= Records excerpted from a collection =
[Start of section]

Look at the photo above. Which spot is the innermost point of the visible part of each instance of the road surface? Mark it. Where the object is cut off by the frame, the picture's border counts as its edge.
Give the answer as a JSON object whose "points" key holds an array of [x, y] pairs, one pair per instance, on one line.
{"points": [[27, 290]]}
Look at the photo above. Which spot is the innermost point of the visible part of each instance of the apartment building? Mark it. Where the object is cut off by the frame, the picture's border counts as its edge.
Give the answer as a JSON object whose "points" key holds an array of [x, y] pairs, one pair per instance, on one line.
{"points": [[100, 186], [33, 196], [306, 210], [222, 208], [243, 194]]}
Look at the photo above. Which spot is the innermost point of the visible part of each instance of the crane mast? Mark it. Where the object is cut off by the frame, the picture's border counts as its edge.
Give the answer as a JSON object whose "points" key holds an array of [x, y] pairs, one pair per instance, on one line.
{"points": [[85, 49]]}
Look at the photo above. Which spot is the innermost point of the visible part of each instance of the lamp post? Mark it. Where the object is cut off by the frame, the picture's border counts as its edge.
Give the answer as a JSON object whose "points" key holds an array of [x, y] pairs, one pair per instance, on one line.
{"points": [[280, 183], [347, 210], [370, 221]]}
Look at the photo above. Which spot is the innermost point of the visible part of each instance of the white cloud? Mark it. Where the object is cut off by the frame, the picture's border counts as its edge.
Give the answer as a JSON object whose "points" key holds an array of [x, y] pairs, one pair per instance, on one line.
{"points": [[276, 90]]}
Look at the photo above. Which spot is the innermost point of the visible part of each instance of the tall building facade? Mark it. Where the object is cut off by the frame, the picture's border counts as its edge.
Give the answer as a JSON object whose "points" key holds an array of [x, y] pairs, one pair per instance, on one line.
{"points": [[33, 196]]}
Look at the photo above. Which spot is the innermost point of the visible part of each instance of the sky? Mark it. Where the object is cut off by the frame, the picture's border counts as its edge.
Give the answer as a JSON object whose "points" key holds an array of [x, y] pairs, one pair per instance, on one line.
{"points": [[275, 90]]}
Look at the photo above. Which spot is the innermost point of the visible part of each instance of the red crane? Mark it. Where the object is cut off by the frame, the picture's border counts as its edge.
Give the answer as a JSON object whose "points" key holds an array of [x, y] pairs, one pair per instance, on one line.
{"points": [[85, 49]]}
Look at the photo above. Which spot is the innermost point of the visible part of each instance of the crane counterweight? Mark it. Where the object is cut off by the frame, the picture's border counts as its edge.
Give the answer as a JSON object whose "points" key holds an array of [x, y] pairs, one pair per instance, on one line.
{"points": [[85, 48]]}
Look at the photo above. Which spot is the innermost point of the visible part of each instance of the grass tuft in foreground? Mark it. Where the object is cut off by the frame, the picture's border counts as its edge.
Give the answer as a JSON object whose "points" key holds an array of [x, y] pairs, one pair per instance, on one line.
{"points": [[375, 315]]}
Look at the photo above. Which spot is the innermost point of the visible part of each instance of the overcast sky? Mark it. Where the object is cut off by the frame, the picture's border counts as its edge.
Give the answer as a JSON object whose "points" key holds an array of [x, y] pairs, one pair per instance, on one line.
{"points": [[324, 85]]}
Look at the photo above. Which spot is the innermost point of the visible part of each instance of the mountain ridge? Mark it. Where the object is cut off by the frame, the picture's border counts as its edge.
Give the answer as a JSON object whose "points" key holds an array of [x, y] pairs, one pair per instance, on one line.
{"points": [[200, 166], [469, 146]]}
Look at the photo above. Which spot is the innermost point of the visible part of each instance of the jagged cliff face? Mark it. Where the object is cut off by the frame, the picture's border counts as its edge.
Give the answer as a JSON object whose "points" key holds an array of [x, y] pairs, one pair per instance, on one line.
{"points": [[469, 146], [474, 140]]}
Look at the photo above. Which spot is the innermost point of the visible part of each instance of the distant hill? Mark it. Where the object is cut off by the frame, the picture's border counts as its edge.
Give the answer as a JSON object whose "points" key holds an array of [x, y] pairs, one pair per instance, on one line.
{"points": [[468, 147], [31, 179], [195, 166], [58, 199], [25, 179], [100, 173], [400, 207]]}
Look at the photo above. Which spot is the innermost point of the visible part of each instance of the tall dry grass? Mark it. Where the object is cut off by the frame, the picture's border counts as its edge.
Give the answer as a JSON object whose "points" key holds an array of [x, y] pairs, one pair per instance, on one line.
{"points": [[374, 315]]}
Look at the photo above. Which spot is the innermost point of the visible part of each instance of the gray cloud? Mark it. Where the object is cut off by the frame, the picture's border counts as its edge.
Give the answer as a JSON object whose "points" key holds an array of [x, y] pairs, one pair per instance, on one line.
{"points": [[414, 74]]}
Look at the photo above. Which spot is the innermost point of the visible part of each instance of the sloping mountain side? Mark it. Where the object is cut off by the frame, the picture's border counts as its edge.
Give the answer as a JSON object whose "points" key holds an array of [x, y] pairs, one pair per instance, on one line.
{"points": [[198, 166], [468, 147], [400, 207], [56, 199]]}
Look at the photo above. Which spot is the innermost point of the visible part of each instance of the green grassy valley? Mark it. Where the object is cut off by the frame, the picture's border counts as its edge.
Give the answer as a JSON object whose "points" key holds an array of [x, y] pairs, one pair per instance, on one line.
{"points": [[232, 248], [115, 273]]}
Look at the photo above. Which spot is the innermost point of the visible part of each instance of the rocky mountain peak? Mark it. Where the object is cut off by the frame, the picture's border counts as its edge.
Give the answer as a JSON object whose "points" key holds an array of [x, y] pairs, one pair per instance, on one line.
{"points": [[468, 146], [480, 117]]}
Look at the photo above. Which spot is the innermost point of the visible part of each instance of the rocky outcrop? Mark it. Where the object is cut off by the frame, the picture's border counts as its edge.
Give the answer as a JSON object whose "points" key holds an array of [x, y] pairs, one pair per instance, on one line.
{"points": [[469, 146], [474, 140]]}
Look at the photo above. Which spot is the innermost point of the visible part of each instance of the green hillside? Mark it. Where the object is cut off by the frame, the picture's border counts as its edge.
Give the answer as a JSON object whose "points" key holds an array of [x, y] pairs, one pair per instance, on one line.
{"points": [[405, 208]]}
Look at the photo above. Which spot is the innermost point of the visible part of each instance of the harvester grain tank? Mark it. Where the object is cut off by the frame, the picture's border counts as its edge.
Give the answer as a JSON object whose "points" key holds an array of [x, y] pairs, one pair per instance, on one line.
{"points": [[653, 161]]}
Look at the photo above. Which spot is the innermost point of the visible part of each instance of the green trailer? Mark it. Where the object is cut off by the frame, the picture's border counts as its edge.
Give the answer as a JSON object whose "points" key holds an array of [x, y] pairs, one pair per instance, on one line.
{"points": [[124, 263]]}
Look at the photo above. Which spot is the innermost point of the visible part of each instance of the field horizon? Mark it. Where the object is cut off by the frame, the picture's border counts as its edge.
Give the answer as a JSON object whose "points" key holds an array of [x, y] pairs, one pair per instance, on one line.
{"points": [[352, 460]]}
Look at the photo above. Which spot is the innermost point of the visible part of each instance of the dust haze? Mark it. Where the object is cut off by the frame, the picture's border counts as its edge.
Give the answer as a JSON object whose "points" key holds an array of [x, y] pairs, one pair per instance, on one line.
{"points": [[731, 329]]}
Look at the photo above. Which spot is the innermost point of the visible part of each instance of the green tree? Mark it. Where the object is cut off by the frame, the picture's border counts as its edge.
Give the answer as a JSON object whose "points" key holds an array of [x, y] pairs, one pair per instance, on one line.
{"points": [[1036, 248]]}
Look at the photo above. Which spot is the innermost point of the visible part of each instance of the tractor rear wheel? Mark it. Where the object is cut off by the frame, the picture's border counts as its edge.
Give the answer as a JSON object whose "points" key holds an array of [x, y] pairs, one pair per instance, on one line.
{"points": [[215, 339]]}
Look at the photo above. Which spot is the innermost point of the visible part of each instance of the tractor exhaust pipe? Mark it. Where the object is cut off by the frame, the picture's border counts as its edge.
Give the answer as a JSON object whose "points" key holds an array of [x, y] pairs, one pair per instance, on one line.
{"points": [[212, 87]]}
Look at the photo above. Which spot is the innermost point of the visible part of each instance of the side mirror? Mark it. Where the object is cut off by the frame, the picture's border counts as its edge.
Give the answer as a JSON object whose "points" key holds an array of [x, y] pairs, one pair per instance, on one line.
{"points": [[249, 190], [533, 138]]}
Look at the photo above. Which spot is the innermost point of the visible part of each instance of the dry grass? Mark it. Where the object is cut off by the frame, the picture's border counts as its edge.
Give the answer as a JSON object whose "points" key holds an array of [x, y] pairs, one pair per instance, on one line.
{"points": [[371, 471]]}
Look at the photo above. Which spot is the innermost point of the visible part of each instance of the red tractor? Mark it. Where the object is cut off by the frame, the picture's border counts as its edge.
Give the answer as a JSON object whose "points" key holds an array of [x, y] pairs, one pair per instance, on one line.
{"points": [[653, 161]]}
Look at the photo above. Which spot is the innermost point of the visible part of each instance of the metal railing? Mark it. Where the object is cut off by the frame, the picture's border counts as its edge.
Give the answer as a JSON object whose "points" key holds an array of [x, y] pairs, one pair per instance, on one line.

[End of section]

= ASSIGNED TASK =
Return, unchanged, the run of lines above that opens with the line containing "the green trailer?" and closes with the line containing "of the field". Include both.

= SOLVED EXERCISE =
Look at the photo above. Which spot is the innermost point of the visible part of each instance of the green trailer? Mark it. Where the object is cut off by the frame, the picture's border counts as its edge.
Give the answer as a JSON object whose "points" key holds an array of [x, y] pairs, one pair per instance, on one line.
{"points": [[124, 263]]}
Look at the photo above. Which spot is the innermost point of the visible part of each instance of the field horizon? Mark it. Where the object is cut off by the frame, the picture's border counts as its edge.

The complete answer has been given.